- _Ações pedidas_:
a – Segundo o texto sobre a legislação em Portugal, em que data foi publicado o Decreto-Lei nº 47/94?
b – Transcreva do texto sobre a legislação em Portugal o trecho que abre com as palavras "E talvez por" e fecha com "reinadios que conheço.".
c – Prossiga o texto sobre a legislação em Portugal a partir da última frase apresentada.

::: Excerto fornecido

LEGISLAR À PORTUGUESA

À boa maneira do terceiro mundo, em Portugal legisla-se em grande abundância. Em geral de forma prolixa, com muita palha pelo meio, e em requintado politiquês.
No entanto, cumpre-se sempre muito pouco do muito que se legisla.
Há domínios onde esta incoerência chega a atingir a escala do anedótico.
O domínio da legislação ambiental é um deles. Talvez porque sobre ele costumem perorar jovens e diletantes licenciados em Ambiente, sem experiência profissional obtida sobre o terreno, e sem outra formação para além da bebida nos meios académicos .
E talvez por isso muito propensos a serem fácil e provincianamente seduzidos por legislação muito modernaça e muito “pra-frentex” que vão lendo, por vezes com superficialidade, nalguma bibliografia estrangeira, para depois prepararem legislação teórica , transcrita em jeito de “copy-paste”, e com soluções directamente transferidas de países mais desenvolvidos e sobretudo muito mais ricos do que o nosso.
Fazendo-nos fingir de ricos em país pobre. Mas fazendo-nos também ficar com legislação ao nível do melhor que se publica por esse Mundo fora...
Depois, na prática, a excelente legislação não se cumpre. Não faz mal. O legislador fica de consciência tranquila e de bem com a sua auto estima académica.

Vou dar um exemplo, dos mais reinadios que conheço.

Com data de 22 de Fevereiro de 1994 ( há mais de 10 anos!...) , foi publicado o Decreto-Lei nº 47/94, que pretendia estabelecer o regime económico e financeiro da utilização do domínio público hídrico.

::::::
::: Linhas

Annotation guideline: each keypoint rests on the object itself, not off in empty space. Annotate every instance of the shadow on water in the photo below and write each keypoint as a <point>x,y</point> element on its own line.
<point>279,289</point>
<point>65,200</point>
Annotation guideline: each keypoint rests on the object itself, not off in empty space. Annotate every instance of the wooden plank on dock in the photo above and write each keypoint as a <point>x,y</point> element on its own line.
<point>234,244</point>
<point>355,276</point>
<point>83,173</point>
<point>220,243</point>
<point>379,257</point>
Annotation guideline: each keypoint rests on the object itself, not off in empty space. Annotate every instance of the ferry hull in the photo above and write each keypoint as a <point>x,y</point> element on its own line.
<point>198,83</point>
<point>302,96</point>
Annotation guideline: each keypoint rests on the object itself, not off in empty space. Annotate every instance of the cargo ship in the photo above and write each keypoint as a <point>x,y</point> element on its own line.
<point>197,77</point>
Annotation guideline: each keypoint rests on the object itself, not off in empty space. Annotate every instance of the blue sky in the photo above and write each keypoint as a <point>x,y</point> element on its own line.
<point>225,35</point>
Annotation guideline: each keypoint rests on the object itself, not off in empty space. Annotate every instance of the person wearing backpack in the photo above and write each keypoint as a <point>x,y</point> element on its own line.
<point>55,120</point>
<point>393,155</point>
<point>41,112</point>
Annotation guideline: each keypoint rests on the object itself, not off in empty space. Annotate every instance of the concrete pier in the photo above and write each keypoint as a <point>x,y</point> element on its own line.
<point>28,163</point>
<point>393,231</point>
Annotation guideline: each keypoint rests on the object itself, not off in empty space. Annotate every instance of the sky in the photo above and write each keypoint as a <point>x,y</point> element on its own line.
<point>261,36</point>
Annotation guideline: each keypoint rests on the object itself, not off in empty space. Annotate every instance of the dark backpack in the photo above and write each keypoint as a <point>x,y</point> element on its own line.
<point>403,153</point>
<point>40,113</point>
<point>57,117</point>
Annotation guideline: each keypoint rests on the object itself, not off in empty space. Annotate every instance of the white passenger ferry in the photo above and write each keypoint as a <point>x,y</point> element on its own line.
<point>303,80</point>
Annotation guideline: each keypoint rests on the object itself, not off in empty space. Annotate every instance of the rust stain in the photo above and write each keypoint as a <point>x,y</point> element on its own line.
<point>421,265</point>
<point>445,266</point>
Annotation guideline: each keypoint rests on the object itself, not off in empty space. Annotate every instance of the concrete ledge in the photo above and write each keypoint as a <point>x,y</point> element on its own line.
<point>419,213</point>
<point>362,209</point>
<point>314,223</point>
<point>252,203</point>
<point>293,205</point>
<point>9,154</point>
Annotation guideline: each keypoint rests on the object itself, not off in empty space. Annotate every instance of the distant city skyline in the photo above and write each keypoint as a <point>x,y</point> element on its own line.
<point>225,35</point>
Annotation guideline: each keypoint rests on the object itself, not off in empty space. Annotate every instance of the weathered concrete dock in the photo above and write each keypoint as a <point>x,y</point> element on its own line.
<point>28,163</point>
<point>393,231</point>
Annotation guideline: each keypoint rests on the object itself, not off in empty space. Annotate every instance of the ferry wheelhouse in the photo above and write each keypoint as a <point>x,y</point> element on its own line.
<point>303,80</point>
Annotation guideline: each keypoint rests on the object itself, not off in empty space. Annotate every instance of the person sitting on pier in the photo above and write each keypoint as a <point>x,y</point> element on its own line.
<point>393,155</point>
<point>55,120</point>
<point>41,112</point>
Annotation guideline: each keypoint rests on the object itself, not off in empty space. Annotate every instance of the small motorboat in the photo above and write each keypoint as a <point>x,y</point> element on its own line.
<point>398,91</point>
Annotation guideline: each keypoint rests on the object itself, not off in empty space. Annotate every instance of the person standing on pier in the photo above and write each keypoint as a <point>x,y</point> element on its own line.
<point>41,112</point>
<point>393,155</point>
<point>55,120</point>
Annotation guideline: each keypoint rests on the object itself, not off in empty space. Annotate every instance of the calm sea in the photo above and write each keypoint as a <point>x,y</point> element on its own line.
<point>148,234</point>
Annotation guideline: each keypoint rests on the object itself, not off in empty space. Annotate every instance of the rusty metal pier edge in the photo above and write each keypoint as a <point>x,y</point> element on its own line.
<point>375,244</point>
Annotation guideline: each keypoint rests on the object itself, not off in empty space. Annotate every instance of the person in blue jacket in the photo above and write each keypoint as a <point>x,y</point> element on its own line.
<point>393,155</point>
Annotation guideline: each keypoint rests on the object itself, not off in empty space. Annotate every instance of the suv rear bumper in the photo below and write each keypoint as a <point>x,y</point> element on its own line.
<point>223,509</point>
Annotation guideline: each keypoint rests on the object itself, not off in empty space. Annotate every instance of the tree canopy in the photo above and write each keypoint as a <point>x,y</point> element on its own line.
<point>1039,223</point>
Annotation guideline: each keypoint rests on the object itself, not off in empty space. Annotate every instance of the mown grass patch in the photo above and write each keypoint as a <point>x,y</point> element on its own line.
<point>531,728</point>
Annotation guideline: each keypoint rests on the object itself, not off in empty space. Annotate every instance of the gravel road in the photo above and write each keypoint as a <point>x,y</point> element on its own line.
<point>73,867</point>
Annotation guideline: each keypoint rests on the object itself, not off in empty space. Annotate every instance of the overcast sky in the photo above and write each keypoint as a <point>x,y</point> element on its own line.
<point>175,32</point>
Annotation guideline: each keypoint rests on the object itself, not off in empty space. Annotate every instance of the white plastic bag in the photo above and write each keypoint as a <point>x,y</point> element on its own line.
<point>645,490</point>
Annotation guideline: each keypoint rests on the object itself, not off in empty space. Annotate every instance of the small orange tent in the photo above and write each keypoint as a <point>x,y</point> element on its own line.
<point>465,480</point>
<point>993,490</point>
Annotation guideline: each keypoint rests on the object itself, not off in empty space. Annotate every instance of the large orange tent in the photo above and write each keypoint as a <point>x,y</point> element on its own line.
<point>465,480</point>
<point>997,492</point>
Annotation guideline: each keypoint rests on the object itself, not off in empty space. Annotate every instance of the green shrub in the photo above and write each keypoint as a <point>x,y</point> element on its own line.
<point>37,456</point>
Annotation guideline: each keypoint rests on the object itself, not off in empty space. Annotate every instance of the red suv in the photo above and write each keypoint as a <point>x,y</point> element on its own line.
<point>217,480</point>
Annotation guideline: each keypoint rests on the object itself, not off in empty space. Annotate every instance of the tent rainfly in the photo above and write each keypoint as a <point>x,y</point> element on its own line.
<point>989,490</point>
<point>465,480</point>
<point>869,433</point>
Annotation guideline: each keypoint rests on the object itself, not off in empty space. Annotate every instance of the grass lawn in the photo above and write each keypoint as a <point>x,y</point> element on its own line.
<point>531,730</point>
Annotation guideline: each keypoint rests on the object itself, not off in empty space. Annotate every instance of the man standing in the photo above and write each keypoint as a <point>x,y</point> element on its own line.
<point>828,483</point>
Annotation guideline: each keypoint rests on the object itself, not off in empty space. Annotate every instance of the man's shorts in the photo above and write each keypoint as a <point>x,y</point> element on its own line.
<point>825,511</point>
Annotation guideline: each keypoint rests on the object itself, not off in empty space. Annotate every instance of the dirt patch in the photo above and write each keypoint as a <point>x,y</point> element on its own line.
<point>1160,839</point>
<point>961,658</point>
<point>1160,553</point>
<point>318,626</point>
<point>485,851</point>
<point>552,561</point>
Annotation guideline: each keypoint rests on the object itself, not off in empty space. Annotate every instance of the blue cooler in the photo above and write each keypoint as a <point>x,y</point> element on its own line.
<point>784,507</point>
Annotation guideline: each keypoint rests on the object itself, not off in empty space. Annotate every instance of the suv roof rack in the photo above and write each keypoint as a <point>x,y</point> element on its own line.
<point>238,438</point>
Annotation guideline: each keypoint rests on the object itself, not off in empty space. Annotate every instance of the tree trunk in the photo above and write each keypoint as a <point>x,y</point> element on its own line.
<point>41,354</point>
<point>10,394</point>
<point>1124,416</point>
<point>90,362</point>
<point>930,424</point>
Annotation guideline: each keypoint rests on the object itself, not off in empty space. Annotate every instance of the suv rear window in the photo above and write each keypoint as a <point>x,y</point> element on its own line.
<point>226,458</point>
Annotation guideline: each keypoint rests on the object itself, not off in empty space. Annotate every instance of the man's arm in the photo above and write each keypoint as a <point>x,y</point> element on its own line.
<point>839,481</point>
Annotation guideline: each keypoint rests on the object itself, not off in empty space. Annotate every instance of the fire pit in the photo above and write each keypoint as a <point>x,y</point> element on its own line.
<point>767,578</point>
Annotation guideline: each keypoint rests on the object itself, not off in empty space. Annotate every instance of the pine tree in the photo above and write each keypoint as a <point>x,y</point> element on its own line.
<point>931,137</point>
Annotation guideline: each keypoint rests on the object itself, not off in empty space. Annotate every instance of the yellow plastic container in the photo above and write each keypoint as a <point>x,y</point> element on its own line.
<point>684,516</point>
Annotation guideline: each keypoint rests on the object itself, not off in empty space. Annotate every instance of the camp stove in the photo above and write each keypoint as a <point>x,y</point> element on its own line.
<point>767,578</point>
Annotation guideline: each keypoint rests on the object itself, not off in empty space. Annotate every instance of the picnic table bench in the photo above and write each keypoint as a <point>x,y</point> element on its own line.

::::::

- _Lista de respostas_:
a – Em 22 de Fevereiro de 1994.

b –
E talvez por isso muito propensos a serem fácil e provincianamente seduzidos por legislação muito modernaça e muito “pra-frentex” que vão lendo, por vezes com superficialidade, nalguma bibliografia estrangeira, para depois prepararem legislação teórica , transcrita em jeito de “copy-paste”, e com soluções directamente transferidas de países mais desenvolvidos e sobretudo muito mais ricos do que o nosso.
Fazendo-nos fingir de ricos em país pobre. Mas fazendo-nos também ficar com legislação ao nível do melhor que se publica por esse Mundo fora...
Depois, na prática, a excelente legislação não se cumpre. Não faz mal. O legislador fica de consciência tranquila e de bem com a sua auto estima académica.

Vou dar um exemplo, dos mais reinadios que conheço.

c –
No prolixo preâmbulo, depois de um longo parágrafo com uma só frase e com mais de 100 palavras, podem ler-se estas sábias afirmações:

Torna-se igualmente imprescindível atribuir-se um valor (preço) justo ao recurso, em função do significado que realmente tem a sua utilização.
O presente diploma consagra inequivocamente o princípio de que qualquer utilização do domínio hídrico precisa de ser autorizada e paga
(...) “

O artigo 5º indicava como se calcularia a taxa de utilização de captação de água, segundo a fórmula :
T = A x K
sendo
T = valor da taxa , em escudos
A = volume de água, em m3
K = valor final de cada m3 de água, em escudos/m3

Segundo o mesmo diploma, o valor de K seria determinado de acordo com parâmetros e critérios fixados no seu anexo ; a sua variação anual seria fixada por resolução do Conselho de Ministros.
No tal anexo, indicava-se uma sofisticada fórmula para calcular o valor de K :

K = Co x C1 x C2 x C3

Co era um valor básico de cada m3 de água, que seria fixado em cada ano por Portaria do Ministro do Ambiente.
C1 , C2 e C3 eram coeficientes, respectivamente de natureza sectorial , de disponibilidade e de intensidade. Podiam ser iguais a 0,5 , 1,0 ou 1,5 , conforme critérios fixados com bastante dose de subjectivismo.

A Ministra do Ambiente em funções teve então que fixar o valor do coeficiente Co para o ano de 1995.
Mas 1995 era ano de eleições.
Bem...sendo assim, pela Portaria 134/95 , de 29 de Abril, fixou em zero escudos o valor de Co para 1995.
E como zero vezes qualquer número é igual a zero, resultou daí que o valor de K ( valor de cada m3 de água) era também igual a zero.

Assim ficou até hoje.Nunca mais , depois disso, se tornou a publicar Portaria semelhante .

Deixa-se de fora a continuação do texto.